State how many lines in the items below contain the word "light". Reply with the number alone.

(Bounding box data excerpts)
--- Begin ---

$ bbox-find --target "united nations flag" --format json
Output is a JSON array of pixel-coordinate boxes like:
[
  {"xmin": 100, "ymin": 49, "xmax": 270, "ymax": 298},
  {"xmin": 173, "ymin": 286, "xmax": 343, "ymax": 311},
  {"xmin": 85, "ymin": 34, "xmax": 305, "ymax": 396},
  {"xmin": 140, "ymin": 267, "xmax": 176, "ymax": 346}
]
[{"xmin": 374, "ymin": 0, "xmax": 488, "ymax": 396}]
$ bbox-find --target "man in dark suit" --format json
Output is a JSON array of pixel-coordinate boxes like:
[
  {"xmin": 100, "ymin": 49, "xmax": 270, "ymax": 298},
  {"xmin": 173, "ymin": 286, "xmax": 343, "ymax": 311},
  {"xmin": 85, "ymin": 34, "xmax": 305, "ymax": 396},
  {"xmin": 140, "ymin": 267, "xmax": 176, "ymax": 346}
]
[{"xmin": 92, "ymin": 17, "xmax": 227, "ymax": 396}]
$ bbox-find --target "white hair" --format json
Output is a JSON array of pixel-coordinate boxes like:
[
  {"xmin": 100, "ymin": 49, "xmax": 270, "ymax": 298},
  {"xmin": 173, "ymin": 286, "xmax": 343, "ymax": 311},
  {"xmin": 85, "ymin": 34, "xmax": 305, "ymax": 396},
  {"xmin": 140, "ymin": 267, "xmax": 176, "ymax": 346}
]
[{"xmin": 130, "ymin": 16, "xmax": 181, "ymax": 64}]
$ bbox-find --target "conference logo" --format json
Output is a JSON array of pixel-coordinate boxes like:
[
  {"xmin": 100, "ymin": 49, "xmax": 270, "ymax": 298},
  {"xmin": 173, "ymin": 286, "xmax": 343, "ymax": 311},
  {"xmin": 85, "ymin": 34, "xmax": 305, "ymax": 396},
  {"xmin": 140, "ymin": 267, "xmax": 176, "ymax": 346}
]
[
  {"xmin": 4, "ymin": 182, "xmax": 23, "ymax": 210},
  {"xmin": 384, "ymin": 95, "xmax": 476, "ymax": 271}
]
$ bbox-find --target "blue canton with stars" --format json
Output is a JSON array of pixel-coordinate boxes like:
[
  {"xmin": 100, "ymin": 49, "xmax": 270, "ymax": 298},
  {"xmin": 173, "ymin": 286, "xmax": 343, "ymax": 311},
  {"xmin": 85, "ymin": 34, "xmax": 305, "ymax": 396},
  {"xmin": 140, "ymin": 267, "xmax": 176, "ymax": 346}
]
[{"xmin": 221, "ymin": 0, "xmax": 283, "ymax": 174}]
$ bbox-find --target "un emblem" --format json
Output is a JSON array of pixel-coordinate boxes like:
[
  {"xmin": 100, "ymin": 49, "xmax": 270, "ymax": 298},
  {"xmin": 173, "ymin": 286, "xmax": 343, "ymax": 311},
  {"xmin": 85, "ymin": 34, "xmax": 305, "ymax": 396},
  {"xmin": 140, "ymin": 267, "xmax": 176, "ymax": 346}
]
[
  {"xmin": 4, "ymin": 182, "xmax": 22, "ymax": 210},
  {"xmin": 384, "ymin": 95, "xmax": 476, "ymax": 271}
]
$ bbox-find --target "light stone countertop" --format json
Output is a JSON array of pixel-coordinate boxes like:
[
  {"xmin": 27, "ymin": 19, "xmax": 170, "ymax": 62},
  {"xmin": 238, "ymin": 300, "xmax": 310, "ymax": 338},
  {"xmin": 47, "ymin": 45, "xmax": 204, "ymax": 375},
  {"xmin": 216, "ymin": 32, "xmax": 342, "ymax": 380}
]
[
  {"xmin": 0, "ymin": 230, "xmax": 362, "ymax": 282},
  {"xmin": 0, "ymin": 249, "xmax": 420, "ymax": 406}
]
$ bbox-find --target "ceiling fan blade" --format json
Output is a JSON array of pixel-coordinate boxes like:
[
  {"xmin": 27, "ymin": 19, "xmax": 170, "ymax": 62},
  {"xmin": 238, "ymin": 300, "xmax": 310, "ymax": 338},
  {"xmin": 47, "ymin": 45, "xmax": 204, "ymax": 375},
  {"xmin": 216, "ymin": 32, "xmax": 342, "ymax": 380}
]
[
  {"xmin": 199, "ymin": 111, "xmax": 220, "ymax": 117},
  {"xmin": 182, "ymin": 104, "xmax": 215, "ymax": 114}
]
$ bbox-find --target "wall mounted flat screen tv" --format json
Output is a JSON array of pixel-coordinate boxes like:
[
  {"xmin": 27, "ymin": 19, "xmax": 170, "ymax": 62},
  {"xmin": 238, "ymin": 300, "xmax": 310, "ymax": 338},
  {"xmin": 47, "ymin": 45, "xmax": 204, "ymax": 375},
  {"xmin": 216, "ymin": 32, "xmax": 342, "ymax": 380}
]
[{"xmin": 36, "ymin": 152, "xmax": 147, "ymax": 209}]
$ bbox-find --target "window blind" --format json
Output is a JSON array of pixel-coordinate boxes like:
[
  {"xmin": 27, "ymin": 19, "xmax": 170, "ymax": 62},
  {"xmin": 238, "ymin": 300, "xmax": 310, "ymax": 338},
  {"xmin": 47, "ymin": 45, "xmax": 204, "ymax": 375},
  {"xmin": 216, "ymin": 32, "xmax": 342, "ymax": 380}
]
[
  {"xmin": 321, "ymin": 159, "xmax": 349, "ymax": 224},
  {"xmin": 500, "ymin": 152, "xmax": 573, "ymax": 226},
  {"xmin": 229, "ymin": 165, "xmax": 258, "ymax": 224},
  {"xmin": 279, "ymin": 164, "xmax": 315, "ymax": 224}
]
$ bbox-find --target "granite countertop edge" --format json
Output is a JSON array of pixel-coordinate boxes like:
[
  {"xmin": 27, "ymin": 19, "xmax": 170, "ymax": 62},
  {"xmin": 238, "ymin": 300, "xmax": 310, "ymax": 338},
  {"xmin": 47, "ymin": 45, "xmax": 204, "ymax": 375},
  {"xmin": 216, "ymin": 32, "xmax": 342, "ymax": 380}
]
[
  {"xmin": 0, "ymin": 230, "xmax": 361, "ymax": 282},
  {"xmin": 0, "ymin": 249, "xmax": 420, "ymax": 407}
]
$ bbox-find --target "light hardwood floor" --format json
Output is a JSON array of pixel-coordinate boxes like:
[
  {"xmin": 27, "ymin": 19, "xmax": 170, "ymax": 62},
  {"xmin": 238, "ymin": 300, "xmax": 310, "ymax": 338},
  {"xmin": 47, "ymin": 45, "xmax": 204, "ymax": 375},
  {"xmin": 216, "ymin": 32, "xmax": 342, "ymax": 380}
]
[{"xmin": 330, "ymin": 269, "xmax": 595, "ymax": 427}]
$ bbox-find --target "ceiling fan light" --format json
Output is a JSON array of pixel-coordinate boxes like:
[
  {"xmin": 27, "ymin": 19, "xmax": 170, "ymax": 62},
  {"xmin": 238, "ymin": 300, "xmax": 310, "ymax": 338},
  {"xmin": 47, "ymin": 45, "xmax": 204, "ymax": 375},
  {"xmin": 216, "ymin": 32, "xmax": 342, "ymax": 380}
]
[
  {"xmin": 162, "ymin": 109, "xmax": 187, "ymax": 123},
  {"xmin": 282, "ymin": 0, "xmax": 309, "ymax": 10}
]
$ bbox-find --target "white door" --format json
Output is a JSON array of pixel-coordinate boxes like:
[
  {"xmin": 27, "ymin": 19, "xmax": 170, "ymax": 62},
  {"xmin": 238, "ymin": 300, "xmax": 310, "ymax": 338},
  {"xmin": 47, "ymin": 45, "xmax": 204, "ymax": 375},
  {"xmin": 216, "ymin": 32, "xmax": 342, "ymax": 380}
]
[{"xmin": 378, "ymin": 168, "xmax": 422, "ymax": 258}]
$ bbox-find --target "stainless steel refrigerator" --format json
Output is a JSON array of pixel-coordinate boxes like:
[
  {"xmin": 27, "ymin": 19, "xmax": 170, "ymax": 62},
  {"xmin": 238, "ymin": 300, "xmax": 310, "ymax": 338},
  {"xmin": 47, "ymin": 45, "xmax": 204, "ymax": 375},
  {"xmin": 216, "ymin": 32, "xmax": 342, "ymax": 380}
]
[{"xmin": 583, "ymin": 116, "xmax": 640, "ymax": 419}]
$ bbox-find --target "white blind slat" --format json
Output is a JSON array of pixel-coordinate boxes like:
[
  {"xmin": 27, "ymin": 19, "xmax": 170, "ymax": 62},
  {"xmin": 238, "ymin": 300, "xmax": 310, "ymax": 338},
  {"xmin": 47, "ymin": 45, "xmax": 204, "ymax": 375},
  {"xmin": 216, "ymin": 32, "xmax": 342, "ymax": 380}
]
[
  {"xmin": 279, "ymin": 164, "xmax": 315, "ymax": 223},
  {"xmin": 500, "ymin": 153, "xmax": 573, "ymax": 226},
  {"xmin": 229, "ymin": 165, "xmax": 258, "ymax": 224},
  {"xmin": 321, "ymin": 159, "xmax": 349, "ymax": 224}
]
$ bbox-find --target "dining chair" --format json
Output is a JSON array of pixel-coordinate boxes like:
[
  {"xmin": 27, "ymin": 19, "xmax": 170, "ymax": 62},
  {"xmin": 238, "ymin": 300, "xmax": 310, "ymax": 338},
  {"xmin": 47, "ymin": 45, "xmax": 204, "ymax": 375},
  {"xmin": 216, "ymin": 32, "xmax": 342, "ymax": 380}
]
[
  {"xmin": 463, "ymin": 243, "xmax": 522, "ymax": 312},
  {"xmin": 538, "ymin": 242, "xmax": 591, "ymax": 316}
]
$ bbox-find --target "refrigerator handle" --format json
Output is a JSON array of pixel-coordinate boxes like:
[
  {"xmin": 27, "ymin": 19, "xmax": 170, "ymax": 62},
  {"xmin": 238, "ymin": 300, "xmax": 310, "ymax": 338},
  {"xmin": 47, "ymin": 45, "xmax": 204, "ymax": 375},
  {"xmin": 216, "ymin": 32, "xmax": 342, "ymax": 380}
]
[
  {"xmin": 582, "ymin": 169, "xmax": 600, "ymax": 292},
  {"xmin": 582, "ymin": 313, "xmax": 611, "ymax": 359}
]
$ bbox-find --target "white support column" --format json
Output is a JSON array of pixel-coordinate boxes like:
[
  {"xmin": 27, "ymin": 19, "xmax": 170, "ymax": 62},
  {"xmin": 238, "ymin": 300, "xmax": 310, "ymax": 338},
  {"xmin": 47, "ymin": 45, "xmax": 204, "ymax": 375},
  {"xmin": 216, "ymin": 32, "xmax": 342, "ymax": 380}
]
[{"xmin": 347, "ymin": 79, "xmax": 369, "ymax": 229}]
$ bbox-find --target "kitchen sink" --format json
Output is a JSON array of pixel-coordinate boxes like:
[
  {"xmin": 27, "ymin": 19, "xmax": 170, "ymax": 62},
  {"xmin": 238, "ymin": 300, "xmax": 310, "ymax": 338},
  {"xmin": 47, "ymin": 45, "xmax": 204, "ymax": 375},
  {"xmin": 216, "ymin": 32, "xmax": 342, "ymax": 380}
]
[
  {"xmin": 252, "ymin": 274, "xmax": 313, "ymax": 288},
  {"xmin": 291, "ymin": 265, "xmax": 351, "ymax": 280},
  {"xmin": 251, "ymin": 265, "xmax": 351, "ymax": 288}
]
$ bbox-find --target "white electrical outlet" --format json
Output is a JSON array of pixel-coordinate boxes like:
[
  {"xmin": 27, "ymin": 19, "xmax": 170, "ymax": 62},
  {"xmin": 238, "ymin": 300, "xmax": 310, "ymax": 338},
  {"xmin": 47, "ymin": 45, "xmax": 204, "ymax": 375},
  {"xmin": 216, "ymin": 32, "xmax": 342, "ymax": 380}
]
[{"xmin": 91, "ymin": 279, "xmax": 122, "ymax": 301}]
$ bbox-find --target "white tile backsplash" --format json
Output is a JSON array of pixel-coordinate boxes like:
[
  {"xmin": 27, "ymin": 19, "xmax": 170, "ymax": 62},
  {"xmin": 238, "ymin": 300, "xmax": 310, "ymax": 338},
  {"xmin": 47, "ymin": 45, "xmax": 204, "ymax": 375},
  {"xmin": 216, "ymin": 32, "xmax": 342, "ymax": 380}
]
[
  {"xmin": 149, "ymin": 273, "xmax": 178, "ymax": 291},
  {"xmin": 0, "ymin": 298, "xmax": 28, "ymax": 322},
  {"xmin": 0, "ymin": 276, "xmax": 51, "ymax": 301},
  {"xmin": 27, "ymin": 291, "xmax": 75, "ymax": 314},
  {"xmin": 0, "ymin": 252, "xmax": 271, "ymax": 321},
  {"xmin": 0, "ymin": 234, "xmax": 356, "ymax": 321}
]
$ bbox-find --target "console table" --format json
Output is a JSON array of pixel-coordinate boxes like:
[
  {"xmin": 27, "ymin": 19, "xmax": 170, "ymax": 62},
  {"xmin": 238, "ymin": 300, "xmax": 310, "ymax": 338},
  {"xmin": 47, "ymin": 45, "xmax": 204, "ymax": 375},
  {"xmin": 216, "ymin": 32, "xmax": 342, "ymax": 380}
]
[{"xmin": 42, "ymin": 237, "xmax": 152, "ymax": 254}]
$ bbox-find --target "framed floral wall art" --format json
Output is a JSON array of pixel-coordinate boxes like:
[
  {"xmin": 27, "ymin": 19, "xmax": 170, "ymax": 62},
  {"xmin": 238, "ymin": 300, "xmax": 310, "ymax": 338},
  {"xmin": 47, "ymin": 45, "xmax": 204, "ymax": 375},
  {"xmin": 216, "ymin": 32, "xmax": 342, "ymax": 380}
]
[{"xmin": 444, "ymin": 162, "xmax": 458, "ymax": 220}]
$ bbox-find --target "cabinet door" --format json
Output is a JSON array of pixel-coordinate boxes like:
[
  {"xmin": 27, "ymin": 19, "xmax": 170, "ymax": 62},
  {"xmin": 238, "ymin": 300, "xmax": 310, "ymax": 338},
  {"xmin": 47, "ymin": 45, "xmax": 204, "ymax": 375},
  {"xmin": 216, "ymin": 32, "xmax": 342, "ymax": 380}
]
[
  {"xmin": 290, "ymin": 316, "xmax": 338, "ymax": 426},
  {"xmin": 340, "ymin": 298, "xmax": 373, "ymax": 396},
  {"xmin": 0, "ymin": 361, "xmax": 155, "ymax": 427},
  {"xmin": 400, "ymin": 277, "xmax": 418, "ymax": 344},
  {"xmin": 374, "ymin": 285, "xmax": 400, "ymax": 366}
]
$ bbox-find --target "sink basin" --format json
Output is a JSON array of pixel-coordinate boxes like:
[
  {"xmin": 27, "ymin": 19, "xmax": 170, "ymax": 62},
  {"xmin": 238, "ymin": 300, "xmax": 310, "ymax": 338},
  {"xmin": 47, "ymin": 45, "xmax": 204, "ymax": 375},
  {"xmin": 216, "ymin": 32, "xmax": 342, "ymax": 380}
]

--- End ---

• OUTPUT FOR THIS TASK
3